→ **DATA FOR PROCESSING**
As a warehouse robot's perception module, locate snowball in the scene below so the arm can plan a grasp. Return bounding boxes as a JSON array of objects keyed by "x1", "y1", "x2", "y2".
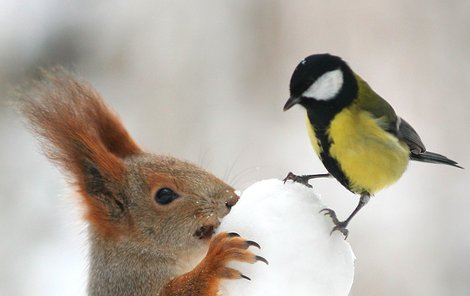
[{"x1": 218, "y1": 179, "x2": 355, "y2": 296}]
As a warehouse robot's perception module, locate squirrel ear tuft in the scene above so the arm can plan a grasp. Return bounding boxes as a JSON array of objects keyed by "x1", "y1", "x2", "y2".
[{"x1": 19, "y1": 69, "x2": 141, "y2": 237}]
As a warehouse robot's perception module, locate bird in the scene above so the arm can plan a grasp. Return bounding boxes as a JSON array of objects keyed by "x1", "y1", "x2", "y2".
[{"x1": 284, "y1": 53, "x2": 462, "y2": 238}]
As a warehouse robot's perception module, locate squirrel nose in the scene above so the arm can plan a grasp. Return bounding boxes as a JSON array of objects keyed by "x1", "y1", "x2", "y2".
[{"x1": 225, "y1": 195, "x2": 239, "y2": 210}]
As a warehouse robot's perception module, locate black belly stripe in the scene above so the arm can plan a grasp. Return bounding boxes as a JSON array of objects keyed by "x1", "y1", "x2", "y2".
[{"x1": 309, "y1": 114, "x2": 351, "y2": 191}]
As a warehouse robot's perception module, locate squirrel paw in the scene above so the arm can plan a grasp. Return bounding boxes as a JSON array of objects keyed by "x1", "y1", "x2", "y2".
[{"x1": 201, "y1": 232, "x2": 269, "y2": 280}]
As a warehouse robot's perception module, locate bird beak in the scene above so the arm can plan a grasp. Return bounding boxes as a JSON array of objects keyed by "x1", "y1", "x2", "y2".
[{"x1": 284, "y1": 97, "x2": 300, "y2": 111}]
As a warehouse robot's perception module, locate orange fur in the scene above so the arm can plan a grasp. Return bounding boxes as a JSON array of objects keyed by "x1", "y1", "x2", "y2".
[
  {"x1": 20, "y1": 69, "x2": 141, "y2": 235},
  {"x1": 19, "y1": 69, "x2": 265, "y2": 296}
]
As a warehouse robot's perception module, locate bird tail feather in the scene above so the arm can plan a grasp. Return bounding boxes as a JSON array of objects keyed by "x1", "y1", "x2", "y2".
[{"x1": 410, "y1": 151, "x2": 463, "y2": 169}]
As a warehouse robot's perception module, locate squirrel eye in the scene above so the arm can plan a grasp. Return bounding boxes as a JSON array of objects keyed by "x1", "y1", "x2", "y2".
[{"x1": 155, "y1": 187, "x2": 178, "y2": 205}]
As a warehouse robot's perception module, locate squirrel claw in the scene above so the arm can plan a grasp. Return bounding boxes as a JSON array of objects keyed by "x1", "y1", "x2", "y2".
[
  {"x1": 200, "y1": 232, "x2": 269, "y2": 280},
  {"x1": 246, "y1": 241, "x2": 261, "y2": 249}
]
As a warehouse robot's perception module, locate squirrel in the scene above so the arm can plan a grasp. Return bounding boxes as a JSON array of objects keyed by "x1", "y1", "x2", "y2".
[{"x1": 18, "y1": 68, "x2": 267, "y2": 296}]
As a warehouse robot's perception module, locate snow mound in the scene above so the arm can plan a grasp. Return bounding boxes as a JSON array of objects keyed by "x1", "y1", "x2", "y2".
[{"x1": 218, "y1": 179, "x2": 355, "y2": 296}]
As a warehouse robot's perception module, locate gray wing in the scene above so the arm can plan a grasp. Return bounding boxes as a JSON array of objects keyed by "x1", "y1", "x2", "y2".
[
  {"x1": 395, "y1": 117, "x2": 462, "y2": 169},
  {"x1": 395, "y1": 117, "x2": 426, "y2": 154}
]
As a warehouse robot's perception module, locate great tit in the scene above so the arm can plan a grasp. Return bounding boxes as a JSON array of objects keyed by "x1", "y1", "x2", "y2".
[{"x1": 284, "y1": 54, "x2": 461, "y2": 237}]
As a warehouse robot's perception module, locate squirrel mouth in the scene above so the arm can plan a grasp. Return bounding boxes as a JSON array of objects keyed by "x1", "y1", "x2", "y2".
[{"x1": 194, "y1": 225, "x2": 215, "y2": 239}]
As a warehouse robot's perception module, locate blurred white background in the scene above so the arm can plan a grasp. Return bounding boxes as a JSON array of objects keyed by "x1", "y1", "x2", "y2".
[{"x1": 0, "y1": 0, "x2": 470, "y2": 296}]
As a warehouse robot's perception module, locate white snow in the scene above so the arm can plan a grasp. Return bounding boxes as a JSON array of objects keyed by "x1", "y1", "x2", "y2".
[{"x1": 218, "y1": 179, "x2": 355, "y2": 296}]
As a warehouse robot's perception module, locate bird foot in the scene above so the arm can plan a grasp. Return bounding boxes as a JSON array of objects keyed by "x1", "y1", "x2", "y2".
[
  {"x1": 282, "y1": 172, "x2": 313, "y2": 188},
  {"x1": 319, "y1": 208, "x2": 349, "y2": 239}
]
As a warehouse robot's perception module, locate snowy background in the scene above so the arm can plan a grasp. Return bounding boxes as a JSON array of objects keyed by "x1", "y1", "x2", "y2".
[{"x1": 0, "y1": 0, "x2": 470, "y2": 296}]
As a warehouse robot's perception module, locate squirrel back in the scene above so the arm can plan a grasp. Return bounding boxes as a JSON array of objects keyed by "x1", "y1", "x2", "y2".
[{"x1": 19, "y1": 69, "x2": 265, "y2": 295}]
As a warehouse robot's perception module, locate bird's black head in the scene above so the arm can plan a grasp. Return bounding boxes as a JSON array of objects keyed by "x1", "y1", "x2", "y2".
[{"x1": 284, "y1": 53, "x2": 358, "y2": 125}]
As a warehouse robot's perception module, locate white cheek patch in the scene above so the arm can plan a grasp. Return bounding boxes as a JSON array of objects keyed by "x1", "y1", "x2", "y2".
[{"x1": 302, "y1": 69, "x2": 343, "y2": 101}]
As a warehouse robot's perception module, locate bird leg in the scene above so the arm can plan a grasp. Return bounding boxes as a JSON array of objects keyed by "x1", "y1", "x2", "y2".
[
  {"x1": 320, "y1": 193, "x2": 370, "y2": 239},
  {"x1": 282, "y1": 172, "x2": 331, "y2": 188}
]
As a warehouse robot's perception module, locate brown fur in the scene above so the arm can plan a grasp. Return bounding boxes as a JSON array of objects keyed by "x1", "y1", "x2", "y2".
[{"x1": 19, "y1": 69, "x2": 257, "y2": 296}]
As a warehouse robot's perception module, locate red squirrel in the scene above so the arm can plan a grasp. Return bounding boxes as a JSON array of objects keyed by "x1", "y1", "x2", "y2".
[{"x1": 19, "y1": 69, "x2": 267, "y2": 296}]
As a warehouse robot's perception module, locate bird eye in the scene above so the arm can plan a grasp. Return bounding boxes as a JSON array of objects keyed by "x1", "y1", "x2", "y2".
[{"x1": 155, "y1": 187, "x2": 178, "y2": 205}]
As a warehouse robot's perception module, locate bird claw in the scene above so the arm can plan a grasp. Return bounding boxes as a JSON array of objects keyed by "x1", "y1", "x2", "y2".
[
  {"x1": 282, "y1": 172, "x2": 313, "y2": 188},
  {"x1": 319, "y1": 208, "x2": 349, "y2": 239}
]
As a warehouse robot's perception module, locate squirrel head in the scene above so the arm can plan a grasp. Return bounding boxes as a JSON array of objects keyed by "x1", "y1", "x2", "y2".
[{"x1": 19, "y1": 69, "x2": 238, "y2": 252}]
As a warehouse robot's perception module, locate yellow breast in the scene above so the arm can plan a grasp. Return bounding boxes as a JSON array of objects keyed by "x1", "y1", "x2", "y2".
[{"x1": 312, "y1": 104, "x2": 409, "y2": 194}]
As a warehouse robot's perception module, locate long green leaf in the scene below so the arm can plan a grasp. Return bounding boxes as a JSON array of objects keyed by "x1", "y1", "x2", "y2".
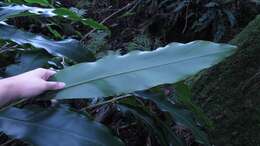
[
  {"x1": 0, "y1": 5, "x2": 108, "y2": 29},
  {"x1": 0, "y1": 24, "x2": 94, "y2": 62},
  {"x1": 47, "y1": 41, "x2": 236, "y2": 99},
  {"x1": 0, "y1": 108, "x2": 123, "y2": 146}
]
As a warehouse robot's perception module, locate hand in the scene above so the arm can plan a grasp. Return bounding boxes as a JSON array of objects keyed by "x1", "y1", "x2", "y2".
[{"x1": 0, "y1": 68, "x2": 65, "y2": 102}]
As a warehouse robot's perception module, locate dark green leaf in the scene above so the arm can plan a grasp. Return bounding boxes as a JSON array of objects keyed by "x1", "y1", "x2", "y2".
[
  {"x1": 24, "y1": 0, "x2": 50, "y2": 6},
  {"x1": 118, "y1": 98, "x2": 184, "y2": 146},
  {"x1": 0, "y1": 5, "x2": 108, "y2": 30},
  {"x1": 5, "y1": 51, "x2": 51, "y2": 76},
  {"x1": 0, "y1": 108, "x2": 123, "y2": 146},
  {"x1": 135, "y1": 92, "x2": 210, "y2": 146},
  {"x1": 0, "y1": 24, "x2": 94, "y2": 62}
]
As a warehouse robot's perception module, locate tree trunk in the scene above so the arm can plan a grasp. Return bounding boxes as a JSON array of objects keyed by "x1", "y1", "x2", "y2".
[{"x1": 192, "y1": 15, "x2": 260, "y2": 146}]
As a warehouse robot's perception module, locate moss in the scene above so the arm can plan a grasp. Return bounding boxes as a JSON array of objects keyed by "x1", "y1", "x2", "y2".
[{"x1": 192, "y1": 16, "x2": 260, "y2": 146}]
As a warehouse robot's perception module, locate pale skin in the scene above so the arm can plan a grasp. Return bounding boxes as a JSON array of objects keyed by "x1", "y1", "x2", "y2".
[{"x1": 0, "y1": 68, "x2": 65, "y2": 106}]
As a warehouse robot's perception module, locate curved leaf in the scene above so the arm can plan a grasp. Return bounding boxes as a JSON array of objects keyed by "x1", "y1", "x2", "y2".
[
  {"x1": 47, "y1": 41, "x2": 236, "y2": 99},
  {"x1": 0, "y1": 24, "x2": 94, "y2": 62},
  {"x1": 0, "y1": 5, "x2": 108, "y2": 29},
  {"x1": 0, "y1": 108, "x2": 123, "y2": 146}
]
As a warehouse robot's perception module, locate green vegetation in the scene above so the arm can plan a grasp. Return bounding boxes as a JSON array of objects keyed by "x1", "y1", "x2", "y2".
[{"x1": 0, "y1": 0, "x2": 255, "y2": 146}]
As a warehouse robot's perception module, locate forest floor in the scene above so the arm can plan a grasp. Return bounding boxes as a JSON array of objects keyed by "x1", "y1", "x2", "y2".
[{"x1": 0, "y1": 0, "x2": 258, "y2": 146}]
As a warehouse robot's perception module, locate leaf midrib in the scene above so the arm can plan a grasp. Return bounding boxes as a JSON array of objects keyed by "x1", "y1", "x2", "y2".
[{"x1": 63, "y1": 49, "x2": 233, "y2": 90}]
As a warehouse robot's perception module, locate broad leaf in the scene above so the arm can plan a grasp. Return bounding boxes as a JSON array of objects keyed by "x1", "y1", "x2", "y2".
[
  {"x1": 46, "y1": 41, "x2": 236, "y2": 99},
  {"x1": 0, "y1": 24, "x2": 94, "y2": 62},
  {"x1": 0, "y1": 108, "x2": 123, "y2": 146},
  {"x1": 5, "y1": 51, "x2": 51, "y2": 76},
  {"x1": 135, "y1": 92, "x2": 210, "y2": 146},
  {"x1": 0, "y1": 5, "x2": 108, "y2": 29}
]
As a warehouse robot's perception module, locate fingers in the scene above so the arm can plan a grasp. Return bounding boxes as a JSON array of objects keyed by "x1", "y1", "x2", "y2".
[
  {"x1": 46, "y1": 82, "x2": 66, "y2": 90},
  {"x1": 35, "y1": 68, "x2": 56, "y2": 80}
]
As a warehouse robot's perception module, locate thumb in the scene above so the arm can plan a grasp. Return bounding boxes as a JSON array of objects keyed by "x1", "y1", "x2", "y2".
[{"x1": 46, "y1": 82, "x2": 66, "y2": 90}]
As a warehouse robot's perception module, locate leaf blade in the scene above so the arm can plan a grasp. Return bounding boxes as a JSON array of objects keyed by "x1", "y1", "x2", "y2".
[
  {"x1": 47, "y1": 41, "x2": 235, "y2": 99},
  {"x1": 0, "y1": 108, "x2": 123, "y2": 146}
]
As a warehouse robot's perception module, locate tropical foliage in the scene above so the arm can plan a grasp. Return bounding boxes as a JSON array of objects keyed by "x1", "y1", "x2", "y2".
[{"x1": 0, "y1": 0, "x2": 243, "y2": 146}]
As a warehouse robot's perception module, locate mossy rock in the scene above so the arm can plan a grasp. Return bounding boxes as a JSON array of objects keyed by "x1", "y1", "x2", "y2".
[{"x1": 192, "y1": 15, "x2": 260, "y2": 146}]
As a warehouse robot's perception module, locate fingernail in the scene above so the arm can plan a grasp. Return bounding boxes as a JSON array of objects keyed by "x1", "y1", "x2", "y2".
[{"x1": 58, "y1": 82, "x2": 66, "y2": 89}]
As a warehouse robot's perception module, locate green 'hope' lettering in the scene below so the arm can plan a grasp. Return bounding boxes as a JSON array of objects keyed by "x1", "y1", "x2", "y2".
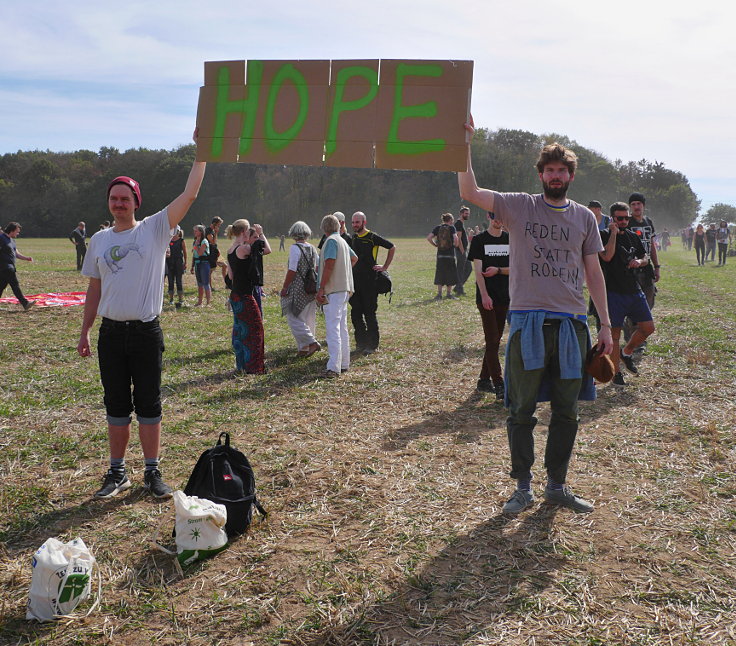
[
  {"x1": 212, "y1": 61, "x2": 263, "y2": 157},
  {"x1": 325, "y1": 65, "x2": 378, "y2": 155},
  {"x1": 264, "y1": 64, "x2": 309, "y2": 152},
  {"x1": 386, "y1": 63, "x2": 445, "y2": 155}
]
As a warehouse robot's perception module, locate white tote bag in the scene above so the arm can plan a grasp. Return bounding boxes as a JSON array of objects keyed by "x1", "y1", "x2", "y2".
[
  {"x1": 174, "y1": 491, "x2": 227, "y2": 565},
  {"x1": 26, "y1": 538, "x2": 99, "y2": 621}
]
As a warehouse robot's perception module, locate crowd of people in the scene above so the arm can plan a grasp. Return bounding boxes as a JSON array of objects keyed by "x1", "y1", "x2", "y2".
[{"x1": 0, "y1": 119, "x2": 731, "y2": 514}]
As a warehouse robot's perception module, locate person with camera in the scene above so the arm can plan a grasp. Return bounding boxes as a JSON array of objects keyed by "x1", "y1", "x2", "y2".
[{"x1": 599, "y1": 202, "x2": 654, "y2": 386}]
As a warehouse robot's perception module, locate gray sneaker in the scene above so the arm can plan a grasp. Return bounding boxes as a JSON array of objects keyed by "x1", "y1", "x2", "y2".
[
  {"x1": 501, "y1": 489, "x2": 534, "y2": 514},
  {"x1": 95, "y1": 469, "x2": 130, "y2": 500},
  {"x1": 544, "y1": 487, "x2": 594, "y2": 514},
  {"x1": 143, "y1": 469, "x2": 174, "y2": 500}
]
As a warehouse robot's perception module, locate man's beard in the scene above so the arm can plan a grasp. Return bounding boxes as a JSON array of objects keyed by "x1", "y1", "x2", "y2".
[{"x1": 542, "y1": 182, "x2": 570, "y2": 200}]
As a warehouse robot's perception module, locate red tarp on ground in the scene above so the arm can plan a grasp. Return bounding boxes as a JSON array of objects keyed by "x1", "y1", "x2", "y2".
[{"x1": 0, "y1": 292, "x2": 87, "y2": 307}]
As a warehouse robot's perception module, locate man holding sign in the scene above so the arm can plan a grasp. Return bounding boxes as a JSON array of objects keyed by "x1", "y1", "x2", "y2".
[
  {"x1": 77, "y1": 130, "x2": 206, "y2": 498},
  {"x1": 458, "y1": 118, "x2": 613, "y2": 514}
]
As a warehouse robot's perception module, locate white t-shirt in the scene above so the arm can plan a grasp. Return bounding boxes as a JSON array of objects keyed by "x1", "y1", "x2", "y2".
[{"x1": 82, "y1": 209, "x2": 174, "y2": 321}]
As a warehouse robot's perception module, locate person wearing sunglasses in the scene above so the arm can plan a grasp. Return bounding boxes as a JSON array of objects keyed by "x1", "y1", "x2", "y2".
[{"x1": 599, "y1": 202, "x2": 654, "y2": 386}]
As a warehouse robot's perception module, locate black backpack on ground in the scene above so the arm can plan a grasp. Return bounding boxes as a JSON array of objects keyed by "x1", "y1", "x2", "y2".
[{"x1": 184, "y1": 432, "x2": 266, "y2": 538}]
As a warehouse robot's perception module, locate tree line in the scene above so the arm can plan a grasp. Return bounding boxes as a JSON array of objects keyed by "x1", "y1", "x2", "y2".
[{"x1": 0, "y1": 128, "x2": 712, "y2": 237}]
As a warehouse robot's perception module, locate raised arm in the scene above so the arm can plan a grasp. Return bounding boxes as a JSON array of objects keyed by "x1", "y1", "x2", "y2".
[
  {"x1": 457, "y1": 115, "x2": 493, "y2": 211},
  {"x1": 168, "y1": 128, "x2": 207, "y2": 229},
  {"x1": 253, "y1": 224, "x2": 271, "y2": 256}
]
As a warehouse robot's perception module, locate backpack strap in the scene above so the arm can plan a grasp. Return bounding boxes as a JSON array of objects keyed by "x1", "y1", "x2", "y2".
[
  {"x1": 253, "y1": 496, "x2": 268, "y2": 518},
  {"x1": 296, "y1": 242, "x2": 314, "y2": 283}
]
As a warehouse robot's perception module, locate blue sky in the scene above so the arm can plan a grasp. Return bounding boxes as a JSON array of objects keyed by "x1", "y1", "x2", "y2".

→ **TASK TO CARRY OUT**
Quote the data word for word, starting at the line that contains "As a warehouse robot's perception module, locate raised" and continuing through the end, with both of those ends included.

→ **FINISHED EXERCISE**
As a warehouse robot's perception module, locate raised arm in the scene above so the arm can plan a grasp. Return bounding boxes as a JSON array of objects keyed by "x1", "y1", "x2", "y2".
[
  {"x1": 457, "y1": 115, "x2": 493, "y2": 211},
  {"x1": 168, "y1": 128, "x2": 207, "y2": 229},
  {"x1": 253, "y1": 224, "x2": 271, "y2": 256}
]
As a warehouse robot's perception module, locate backpack strap in the scene above so the arm can plan a grasp. Return bounding boxes as a JSON array of objects keyed by "x1", "y1", "x2", "y2".
[
  {"x1": 253, "y1": 496, "x2": 268, "y2": 518},
  {"x1": 296, "y1": 242, "x2": 314, "y2": 283}
]
As a warehouse robot's perception module, locate blue sky in the scene above so the arm can plan a grasp. Return bounding boxes as a JSON array of objects keyed by "x1", "y1", "x2", "y2".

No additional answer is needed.